WHAT IS NEEDED: Across the records that follow, count each line holding "green", and write only the total.

Dataset excerpts
+++
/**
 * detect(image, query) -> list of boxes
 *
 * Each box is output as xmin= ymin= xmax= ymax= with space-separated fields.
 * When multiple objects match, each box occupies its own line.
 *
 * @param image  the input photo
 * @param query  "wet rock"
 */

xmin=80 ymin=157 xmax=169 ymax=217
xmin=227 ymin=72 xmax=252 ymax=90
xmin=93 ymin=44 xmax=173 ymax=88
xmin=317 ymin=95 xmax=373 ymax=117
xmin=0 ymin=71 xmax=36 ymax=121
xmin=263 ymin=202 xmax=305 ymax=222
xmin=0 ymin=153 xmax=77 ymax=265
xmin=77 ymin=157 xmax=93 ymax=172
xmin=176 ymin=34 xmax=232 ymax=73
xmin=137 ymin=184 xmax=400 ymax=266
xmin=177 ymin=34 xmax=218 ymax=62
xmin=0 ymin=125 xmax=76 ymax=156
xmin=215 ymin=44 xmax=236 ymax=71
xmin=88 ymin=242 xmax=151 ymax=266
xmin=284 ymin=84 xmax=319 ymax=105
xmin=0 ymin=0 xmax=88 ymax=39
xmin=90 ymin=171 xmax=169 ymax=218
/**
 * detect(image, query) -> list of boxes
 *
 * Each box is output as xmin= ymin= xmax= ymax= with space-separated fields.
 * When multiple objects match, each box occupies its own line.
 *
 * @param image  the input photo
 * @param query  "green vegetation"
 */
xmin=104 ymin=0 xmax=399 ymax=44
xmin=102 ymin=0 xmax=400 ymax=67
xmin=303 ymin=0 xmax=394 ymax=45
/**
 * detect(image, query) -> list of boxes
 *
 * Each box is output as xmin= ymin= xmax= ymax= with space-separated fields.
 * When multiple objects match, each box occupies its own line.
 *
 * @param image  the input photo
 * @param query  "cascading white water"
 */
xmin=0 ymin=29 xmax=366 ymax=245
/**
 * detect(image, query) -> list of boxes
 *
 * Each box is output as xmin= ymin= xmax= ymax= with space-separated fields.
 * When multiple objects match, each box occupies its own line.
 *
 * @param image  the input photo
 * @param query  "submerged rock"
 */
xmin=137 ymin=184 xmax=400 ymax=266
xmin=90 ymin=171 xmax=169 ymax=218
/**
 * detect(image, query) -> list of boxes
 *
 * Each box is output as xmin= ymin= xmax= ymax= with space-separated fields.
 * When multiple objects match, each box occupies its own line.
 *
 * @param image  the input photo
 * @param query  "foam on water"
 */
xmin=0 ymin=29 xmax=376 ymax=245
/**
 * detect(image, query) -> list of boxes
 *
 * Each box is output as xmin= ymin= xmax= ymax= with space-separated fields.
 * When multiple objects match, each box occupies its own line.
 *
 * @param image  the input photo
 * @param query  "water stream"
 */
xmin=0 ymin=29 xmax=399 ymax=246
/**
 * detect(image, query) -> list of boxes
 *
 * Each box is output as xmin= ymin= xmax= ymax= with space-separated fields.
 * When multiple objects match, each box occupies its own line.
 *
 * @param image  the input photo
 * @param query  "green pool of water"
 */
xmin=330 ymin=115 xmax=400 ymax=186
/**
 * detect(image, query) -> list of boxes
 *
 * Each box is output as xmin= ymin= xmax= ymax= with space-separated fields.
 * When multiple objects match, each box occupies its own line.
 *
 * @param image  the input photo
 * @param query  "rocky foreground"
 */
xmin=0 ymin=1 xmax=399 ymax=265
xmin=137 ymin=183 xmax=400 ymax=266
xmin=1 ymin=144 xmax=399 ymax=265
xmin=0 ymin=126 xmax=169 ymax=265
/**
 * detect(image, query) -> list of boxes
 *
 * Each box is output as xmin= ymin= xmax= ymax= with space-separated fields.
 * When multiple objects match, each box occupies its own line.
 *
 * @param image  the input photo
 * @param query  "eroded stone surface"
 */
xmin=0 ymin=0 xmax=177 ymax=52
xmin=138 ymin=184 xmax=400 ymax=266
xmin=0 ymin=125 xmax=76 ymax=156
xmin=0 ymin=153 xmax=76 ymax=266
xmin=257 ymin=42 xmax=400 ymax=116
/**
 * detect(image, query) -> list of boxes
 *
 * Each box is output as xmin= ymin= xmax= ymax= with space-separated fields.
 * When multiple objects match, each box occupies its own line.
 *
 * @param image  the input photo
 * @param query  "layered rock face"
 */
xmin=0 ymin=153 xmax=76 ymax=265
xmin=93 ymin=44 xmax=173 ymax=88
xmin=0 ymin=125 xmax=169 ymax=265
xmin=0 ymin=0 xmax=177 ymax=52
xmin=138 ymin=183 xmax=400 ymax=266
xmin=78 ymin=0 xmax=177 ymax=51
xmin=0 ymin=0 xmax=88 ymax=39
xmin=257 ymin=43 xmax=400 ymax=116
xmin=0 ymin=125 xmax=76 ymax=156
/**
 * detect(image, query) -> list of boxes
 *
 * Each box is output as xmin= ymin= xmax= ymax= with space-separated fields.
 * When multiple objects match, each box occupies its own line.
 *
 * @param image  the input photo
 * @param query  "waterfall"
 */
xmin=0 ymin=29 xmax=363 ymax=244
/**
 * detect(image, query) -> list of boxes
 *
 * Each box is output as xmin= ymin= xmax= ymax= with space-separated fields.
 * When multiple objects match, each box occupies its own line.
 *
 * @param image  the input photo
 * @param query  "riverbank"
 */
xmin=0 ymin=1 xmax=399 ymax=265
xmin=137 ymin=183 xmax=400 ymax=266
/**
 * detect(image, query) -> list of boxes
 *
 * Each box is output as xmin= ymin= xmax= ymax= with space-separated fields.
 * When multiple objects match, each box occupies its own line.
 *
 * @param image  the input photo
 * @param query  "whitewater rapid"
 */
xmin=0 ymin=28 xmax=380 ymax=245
+++
OUTPUT FOR THIS EXERCISE: 2